(Entries taken from a collection)

══════════

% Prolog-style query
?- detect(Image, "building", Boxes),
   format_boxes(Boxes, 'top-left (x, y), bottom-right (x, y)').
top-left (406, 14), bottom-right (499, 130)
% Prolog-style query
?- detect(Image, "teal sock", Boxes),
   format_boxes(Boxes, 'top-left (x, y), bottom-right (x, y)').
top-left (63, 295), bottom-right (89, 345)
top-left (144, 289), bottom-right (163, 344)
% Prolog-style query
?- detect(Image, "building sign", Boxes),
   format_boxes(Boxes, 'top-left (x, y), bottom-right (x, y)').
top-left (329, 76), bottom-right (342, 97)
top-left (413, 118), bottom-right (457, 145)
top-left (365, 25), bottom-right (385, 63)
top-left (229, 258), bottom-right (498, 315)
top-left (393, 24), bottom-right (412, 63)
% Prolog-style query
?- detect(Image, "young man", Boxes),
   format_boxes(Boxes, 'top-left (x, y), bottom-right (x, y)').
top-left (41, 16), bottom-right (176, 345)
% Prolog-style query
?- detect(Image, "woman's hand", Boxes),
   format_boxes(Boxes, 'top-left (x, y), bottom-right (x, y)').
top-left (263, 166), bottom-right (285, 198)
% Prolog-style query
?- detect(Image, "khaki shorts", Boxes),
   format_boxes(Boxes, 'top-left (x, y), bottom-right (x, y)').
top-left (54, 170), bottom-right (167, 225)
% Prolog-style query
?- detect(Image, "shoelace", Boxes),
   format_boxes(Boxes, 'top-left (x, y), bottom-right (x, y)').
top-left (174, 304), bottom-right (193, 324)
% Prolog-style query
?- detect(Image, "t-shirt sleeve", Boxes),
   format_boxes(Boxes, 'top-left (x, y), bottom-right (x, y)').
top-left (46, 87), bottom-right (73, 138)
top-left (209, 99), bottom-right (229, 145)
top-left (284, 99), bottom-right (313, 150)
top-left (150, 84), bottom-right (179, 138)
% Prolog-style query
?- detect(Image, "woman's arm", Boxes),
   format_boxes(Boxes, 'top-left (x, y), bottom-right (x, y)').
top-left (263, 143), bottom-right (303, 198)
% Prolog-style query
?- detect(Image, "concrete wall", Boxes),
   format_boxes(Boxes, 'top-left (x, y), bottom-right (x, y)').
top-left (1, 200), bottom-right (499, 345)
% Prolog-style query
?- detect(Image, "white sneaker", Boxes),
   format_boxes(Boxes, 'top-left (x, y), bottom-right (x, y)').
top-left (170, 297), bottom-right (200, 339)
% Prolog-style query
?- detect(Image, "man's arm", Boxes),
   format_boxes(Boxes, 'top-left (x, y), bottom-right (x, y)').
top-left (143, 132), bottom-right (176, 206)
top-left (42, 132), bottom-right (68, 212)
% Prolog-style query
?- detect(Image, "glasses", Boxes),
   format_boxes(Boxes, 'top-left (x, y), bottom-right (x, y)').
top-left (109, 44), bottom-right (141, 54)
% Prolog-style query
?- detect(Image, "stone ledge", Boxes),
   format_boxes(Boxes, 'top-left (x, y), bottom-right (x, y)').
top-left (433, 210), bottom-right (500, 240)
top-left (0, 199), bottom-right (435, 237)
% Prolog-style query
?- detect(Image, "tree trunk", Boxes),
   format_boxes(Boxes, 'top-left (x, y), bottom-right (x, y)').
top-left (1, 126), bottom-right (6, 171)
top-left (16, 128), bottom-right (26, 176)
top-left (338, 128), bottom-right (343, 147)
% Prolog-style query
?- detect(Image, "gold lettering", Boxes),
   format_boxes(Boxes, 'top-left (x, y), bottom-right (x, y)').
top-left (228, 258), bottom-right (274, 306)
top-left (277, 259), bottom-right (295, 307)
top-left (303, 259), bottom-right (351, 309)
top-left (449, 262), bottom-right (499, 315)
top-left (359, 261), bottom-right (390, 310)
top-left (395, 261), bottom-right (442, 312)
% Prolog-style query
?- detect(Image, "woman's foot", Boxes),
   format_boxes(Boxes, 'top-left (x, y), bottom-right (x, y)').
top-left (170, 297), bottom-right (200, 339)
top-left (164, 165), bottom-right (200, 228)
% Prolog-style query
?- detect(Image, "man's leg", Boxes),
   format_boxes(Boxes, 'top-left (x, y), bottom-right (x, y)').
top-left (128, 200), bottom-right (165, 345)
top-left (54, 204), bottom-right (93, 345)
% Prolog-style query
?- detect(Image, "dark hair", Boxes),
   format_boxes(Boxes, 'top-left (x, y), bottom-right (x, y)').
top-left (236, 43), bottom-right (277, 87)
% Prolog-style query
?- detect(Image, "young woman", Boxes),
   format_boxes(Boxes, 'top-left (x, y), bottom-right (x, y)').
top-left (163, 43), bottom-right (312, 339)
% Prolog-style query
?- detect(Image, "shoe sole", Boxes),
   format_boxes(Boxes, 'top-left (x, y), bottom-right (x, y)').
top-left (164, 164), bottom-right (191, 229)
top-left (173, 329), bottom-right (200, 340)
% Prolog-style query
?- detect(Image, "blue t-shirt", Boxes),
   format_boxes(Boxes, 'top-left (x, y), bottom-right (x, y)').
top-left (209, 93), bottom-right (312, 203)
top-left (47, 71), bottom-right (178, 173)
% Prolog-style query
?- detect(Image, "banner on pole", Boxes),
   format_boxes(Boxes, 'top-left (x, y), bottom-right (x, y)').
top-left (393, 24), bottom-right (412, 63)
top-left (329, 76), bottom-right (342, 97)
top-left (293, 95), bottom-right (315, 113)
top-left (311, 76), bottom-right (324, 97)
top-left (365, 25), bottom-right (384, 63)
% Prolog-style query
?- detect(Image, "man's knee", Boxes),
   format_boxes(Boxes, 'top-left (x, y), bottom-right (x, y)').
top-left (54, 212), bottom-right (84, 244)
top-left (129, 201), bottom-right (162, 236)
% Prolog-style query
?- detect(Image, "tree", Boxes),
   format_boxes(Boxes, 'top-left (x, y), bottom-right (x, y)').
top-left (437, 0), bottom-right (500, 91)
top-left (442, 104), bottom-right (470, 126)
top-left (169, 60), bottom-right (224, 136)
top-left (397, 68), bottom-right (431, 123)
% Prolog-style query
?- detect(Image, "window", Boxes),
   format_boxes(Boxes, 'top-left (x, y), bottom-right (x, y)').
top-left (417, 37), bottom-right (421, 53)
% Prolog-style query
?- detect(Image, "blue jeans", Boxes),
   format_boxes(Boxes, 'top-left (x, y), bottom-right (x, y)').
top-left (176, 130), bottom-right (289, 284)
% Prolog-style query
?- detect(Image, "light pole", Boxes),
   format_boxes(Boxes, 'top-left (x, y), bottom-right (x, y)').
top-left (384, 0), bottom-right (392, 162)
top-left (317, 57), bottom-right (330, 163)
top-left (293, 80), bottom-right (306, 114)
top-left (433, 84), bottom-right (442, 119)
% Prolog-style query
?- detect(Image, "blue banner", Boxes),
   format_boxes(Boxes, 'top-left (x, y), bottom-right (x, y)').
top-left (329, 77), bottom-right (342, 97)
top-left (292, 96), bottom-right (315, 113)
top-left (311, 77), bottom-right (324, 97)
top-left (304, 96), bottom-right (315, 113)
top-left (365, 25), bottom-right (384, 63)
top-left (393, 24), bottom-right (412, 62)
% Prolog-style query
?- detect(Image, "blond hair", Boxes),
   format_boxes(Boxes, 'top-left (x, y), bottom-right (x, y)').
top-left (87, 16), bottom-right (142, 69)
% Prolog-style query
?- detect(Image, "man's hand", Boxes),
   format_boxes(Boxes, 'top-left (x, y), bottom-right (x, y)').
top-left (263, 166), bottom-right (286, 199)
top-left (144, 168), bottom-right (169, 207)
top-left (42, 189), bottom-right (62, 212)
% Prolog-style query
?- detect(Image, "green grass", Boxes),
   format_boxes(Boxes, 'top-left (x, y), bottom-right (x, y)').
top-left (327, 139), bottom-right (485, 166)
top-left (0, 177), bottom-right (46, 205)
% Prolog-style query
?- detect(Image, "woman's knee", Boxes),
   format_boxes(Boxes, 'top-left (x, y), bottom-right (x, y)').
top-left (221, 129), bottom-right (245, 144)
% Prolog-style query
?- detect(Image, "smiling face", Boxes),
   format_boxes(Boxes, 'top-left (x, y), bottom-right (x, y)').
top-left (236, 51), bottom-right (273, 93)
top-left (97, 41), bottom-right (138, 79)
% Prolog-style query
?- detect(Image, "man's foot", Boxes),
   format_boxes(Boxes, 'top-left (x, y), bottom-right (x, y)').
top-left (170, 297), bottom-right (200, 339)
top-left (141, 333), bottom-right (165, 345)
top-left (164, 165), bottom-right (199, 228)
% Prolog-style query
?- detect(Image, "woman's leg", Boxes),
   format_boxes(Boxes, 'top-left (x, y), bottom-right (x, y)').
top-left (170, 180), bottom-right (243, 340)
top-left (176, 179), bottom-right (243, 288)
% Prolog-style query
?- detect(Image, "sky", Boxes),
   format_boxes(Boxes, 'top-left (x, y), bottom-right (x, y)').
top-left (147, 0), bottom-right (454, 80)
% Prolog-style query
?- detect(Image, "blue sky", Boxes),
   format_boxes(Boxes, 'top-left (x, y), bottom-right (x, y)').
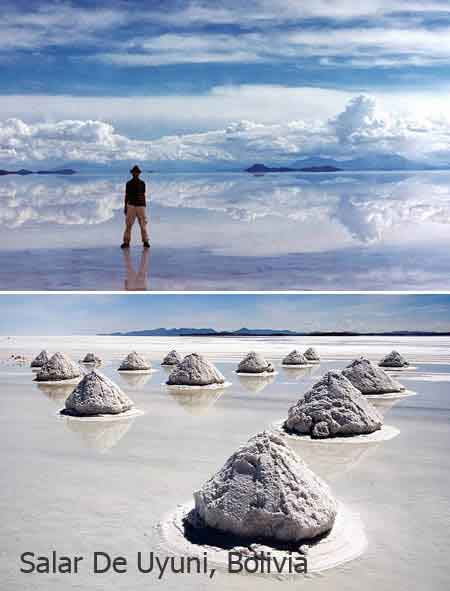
top-left (0, 294), bottom-right (449, 335)
top-left (2, 1), bottom-right (450, 168)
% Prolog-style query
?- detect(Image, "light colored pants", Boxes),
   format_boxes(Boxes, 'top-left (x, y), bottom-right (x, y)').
top-left (123, 205), bottom-right (149, 244)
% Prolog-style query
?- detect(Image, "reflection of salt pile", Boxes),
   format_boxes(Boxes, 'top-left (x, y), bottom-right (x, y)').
top-left (168, 388), bottom-right (224, 415)
top-left (62, 370), bottom-right (134, 417)
top-left (285, 372), bottom-right (383, 439)
top-left (30, 349), bottom-right (50, 368)
top-left (237, 352), bottom-right (275, 375)
top-left (118, 371), bottom-right (152, 389)
top-left (118, 351), bottom-right (151, 372)
top-left (237, 374), bottom-right (274, 393)
top-left (81, 352), bottom-right (101, 365)
top-left (342, 357), bottom-right (405, 394)
top-left (161, 350), bottom-right (182, 366)
top-left (167, 353), bottom-right (226, 387)
top-left (36, 382), bottom-right (75, 401)
top-left (378, 350), bottom-right (409, 368)
top-left (282, 350), bottom-right (309, 366)
top-left (304, 348), bottom-right (320, 362)
top-left (282, 364), bottom-right (316, 382)
top-left (283, 437), bottom-right (379, 484)
top-left (35, 352), bottom-right (82, 382)
top-left (191, 431), bottom-right (337, 543)
top-left (63, 414), bottom-right (136, 454)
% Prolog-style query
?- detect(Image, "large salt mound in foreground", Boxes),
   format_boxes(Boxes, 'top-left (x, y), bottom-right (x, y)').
top-left (282, 350), bottom-right (309, 366)
top-left (30, 349), bottom-right (50, 368)
top-left (118, 351), bottom-right (151, 371)
top-left (342, 357), bottom-right (405, 394)
top-left (378, 350), bottom-right (410, 368)
top-left (62, 370), bottom-right (134, 417)
top-left (284, 372), bottom-right (383, 439)
top-left (161, 350), bottom-right (182, 366)
top-left (237, 351), bottom-right (274, 374)
top-left (192, 431), bottom-right (337, 543)
top-left (167, 353), bottom-right (225, 386)
top-left (36, 352), bottom-right (82, 382)
top-left (304, 347), bottom-right (320, 362)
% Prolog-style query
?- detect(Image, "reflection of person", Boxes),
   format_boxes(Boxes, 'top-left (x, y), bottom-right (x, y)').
top-left (123, 247), bottom-right (149, 291)
top-left (121, 165), bottom-right (150, 249)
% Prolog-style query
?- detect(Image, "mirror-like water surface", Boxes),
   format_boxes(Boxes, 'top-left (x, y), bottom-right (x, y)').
top-left (2, 172), bottom-right (450, 290)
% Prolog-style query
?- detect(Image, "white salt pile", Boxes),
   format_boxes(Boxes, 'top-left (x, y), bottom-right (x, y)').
top-left (62, 370), bottom-right (134, 417)
top-left (304, 347), bottom-right (320, 362)
top-left (342, 357), bottom-right (405, 394)
top-left (191, 431), bottom-right (337, 543)
top-left (167, 353), bottom-right (225, 387)
top-left (282, 350), bottom-right (309, 366)
top-left (284, 372), bottom-right (383, 439)
top-left (81, 352), bottom-right (101, 365)
top-left (237, 351), bottom-right (275, 374)
top-left (118, 351), bottom-right (151, 371)
top-left (35, 352), bottom-right (82, 382)
top-left (161, 350), bottom-right (183, 366)
top-left (378, 350), bottom-right (410, 368)
top-left (30, 349), bottom-right (50, 368)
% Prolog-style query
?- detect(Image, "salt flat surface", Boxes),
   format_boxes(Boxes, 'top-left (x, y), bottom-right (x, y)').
top-left (0, 336), bottom-right (449, 590)
top-left (3, 334), bottom-right (450, 364)
top-left (2, 172), bottom-right (450, 290)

══════════

> WHAT YOU ARE ASKED TO DO:
Determine the count of lines in the data that contain the string "pole", and reply with that count alone.

> REPLY TO THE EXERCISE:
2